To give you a concrete example of what I mean when I say grieve the old life I am going to compare my summer from the birth of my son and this current summer.
Summer 2016
My son had just been born, we had just moved back to Knoxville and my wife and I had 3 months to get this baby to sleep through the night. No mean feat depending on the baby, but ours accomplished it with time to spare. I was loosely working on my first book, learning how to be a parent, and playing videogames. I wasn’t blogging or on social media at all. I was just floating through life with little care in the world. I didn’t see the world around me beyond my immediate experience, and I just wanted a job that I could clock in and clock out too. I just wanted to be paid enough for my wife to swap positions and be able to be the stay at home parent. I thought that was what she most wanted, and I wanted to give it to her.
Summer 2019
Today I have a blog. I post weekly, though not this June, and I am working on building a social media presence… platform… community… framework… I am not quite sure yet. The social aspect of social media still seems to elude me. I blame my introverted nature though it isn’t quite the excuse I hope for. I finished and published that book I was working on, and I am working out the ideas of my next book.
Most importantly, or perhaps most radically different, is how much more world I see. I see the hurt and afflicted everywhere. I can’t unsee them. So, I have to express the vision I have. There is only one way available to me, writing. I write so much more now than I did in 2016. When I think about it, I am ashamed of the time I wasted. Still, there is this piece of me that longs for 2016. I wish I could be visionless, lost in the world of media consumption, but that’s not who I am anymore.
Quarter-life Crisis?
Maybe this is what other Millennials call a quarter-life crisis. Growing up finally smacks you between the eyes and you realize that the things that mattered to you so much for so long don’t. I imagine that’s what happens in the mid-life crisis too. You realize that job you put 10-15 years into doesn’t matter as much as your kids who are now a little estranged from you.

SUPPLIED MATERIAL:
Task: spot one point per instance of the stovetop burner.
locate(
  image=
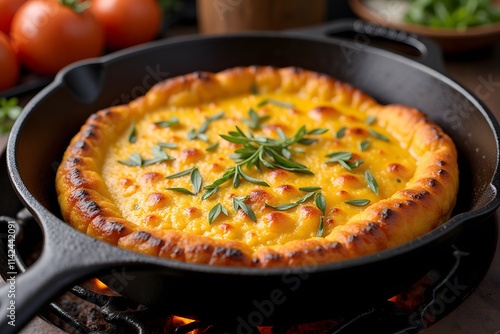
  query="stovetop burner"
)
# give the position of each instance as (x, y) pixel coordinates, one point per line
(452, 279)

EXERCISE INSTRUCTIONS:
Retype the part of the summer 2016 vs. summer 2019 excerpt that begins at the words "Most importantly, or" and stops after "Quarter-life Crisis?".

ANSWER TO THIS EXERCISE:
Most importantly, or perhaps most radically different, is how much more world I see. I see the hurt and afflicted everywhere. I can’t unsee them. So, I have to express the vision I have. There is only one way available to me, writing. I write so much more now than I did in 2016. When I think about it, I am ashamed of the time I wasted. Still, there is this piece of me that longs for 2016. I wish I could be visionless, lost in the world of media consumption, but that’s not who I am anymore.
Quarter-life Crisis?